• Problem to work on: Return the lines that run from the line containing "Target: striped towel" through the end of the entries, both ends included. Leave out all pictures.

• Exercise material:

:::::

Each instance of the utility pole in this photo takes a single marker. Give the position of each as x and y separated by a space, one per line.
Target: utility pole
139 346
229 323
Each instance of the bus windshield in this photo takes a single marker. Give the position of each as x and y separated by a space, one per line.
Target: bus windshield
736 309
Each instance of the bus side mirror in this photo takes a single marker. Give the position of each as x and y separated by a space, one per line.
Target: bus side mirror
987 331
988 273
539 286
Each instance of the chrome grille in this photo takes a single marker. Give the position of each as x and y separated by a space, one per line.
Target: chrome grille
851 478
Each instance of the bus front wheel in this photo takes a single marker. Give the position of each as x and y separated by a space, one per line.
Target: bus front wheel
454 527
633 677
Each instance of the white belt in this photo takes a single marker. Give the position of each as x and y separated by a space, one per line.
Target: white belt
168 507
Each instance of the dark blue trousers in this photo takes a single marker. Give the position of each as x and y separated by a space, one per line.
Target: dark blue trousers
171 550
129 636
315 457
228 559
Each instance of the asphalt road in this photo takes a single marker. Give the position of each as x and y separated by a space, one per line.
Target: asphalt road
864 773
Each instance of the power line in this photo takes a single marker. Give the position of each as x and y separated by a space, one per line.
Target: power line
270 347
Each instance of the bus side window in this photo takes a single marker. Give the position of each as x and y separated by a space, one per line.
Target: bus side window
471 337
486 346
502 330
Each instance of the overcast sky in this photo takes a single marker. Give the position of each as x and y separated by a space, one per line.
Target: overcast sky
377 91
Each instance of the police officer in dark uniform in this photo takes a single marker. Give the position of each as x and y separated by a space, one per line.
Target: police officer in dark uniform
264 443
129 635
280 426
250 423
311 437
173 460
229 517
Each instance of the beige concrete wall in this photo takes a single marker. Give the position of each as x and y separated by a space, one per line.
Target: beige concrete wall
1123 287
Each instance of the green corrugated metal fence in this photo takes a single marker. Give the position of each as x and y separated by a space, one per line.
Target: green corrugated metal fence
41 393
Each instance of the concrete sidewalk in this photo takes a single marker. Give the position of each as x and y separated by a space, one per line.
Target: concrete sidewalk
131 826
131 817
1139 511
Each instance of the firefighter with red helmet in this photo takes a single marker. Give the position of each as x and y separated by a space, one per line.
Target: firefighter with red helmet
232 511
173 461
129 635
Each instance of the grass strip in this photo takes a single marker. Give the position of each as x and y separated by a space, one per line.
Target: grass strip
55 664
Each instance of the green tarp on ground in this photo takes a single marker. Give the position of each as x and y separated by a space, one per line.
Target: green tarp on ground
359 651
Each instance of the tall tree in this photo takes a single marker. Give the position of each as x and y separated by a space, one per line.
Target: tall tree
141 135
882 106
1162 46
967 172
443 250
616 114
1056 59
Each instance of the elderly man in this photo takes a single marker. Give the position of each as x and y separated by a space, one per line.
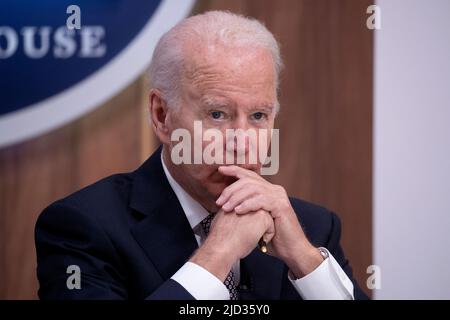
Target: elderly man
182 230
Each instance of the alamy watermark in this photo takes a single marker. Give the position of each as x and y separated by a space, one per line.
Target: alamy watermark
235 146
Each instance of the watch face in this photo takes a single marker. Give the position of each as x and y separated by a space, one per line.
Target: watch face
323 252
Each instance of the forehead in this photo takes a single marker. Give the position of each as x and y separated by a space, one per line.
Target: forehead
243 75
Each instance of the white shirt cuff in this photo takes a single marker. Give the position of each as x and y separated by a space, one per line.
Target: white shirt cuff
200 283
327 282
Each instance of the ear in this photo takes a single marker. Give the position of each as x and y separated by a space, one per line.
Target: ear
158 112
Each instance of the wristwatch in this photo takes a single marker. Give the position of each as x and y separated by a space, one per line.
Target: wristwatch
323 252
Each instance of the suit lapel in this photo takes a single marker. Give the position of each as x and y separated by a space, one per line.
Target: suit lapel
164 232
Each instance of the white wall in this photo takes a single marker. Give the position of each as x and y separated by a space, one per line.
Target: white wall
412 149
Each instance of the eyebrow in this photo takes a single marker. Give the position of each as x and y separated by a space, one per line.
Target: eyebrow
224 104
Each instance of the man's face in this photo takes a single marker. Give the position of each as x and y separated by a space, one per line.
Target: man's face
224 88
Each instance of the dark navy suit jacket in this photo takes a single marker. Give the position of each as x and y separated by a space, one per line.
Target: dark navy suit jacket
129 235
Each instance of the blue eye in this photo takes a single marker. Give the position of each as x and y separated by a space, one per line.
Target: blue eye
216 114
258 115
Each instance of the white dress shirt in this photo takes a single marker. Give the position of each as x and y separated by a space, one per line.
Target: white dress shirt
327 281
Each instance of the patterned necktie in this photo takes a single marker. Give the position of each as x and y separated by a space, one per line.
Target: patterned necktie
230 281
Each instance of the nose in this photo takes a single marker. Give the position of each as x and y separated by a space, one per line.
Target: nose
239 139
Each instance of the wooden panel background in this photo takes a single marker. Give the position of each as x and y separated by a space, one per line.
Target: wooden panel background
325 125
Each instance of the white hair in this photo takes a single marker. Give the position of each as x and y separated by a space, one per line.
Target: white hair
208 29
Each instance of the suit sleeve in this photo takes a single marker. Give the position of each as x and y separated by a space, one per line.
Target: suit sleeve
333 245
66 237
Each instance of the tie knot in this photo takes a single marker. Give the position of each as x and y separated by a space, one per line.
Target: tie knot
206 223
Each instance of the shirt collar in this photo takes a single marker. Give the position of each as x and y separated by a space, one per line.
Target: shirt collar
193 210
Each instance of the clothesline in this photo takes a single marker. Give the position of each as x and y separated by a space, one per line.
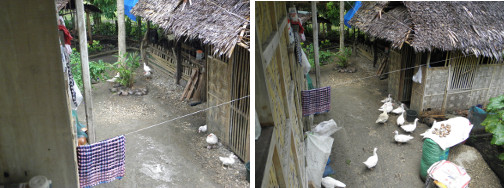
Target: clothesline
180 117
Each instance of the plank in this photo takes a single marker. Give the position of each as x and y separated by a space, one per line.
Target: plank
194 83
188 85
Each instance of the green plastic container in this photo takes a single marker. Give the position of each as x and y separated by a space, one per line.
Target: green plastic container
431 153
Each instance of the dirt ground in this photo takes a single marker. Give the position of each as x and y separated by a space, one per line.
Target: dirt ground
172 154
355 108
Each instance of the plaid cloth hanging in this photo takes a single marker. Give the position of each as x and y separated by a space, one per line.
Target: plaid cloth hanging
101 162
316 101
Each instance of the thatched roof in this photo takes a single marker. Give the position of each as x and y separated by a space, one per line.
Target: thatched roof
471 27
221 23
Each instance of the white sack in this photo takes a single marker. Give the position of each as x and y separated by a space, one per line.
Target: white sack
326 128
318 149
460 129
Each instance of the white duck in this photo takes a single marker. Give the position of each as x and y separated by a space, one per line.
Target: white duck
147 71
387 99
202 128
211 140
400 119
228 161
382 118
373 160
112 80
399 110
410 127
401 138
329 182
387 107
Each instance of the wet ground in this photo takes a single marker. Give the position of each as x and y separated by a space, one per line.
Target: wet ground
355 108
172 154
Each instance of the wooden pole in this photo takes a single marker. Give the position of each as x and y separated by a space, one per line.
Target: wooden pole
315 43
85 70
121 30
342 25
139 30
88 23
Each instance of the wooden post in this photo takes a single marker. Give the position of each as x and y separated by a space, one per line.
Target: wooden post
375 53
139 30
342 25
315 49
315 42
85 70
121 30
178 55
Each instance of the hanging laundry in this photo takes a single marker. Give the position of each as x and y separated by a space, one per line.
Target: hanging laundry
316 101
73 90
101 162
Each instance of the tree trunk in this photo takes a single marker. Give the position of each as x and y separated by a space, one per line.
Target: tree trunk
342 26
121 30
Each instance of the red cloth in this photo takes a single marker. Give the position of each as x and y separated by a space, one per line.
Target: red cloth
301 29
68 37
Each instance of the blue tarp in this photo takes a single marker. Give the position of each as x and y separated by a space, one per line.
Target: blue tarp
351 12
128 5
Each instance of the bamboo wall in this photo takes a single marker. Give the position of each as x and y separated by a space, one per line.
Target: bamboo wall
279 73
228 79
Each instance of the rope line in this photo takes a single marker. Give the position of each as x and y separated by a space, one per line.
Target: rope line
151 126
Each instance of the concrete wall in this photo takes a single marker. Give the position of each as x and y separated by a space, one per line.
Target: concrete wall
36 136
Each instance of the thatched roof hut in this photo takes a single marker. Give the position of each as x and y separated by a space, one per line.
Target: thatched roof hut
471 27
221 23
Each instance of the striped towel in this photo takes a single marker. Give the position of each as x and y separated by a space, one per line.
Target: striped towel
101 162
315 101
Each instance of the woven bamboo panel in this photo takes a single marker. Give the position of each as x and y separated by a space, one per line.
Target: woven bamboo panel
394 78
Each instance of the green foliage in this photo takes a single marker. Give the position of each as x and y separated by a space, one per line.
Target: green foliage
324 56
75 67
325 43
343 56
108 7
494 123
68 24
95 47
96 69
127 69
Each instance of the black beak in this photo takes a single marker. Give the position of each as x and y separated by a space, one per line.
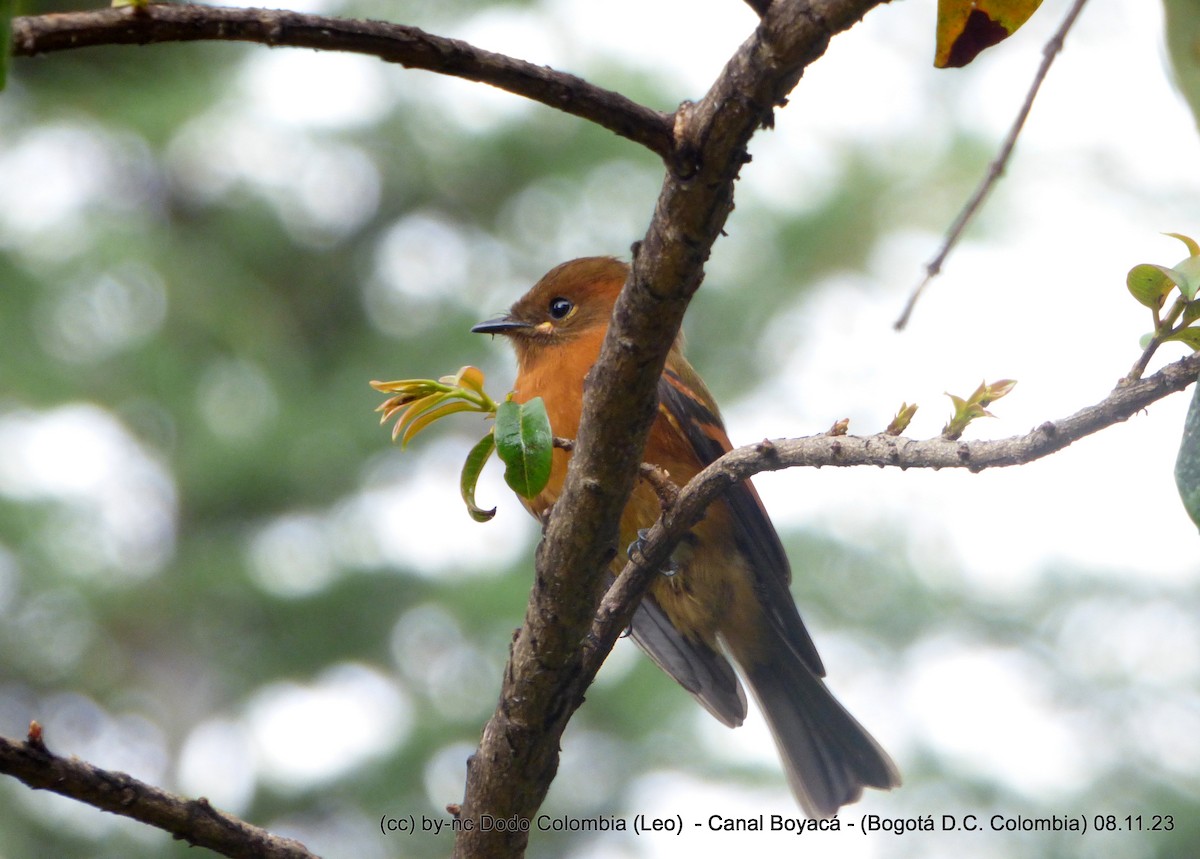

:::::

• Answer section:
Target: striped towel
101 162
315 101
Each instance of the woven bamboo panel in this photo takes a single marker. Give the position of each as x and y separated by a space, one per line.
Target: woven bamboo panel
394 78
Each instance of the green foliage in this photo takes a single marker. Give the position of each as x and y separated by a space, one per line.
Target: green foliage
324 56
75 67
325 43
343 56
108 7
494 123
68 24
95 47
96 69
127 69
Each instance of the black beak in this photo takes a single marker. Give the position of each as x and y separated by a space, one per line.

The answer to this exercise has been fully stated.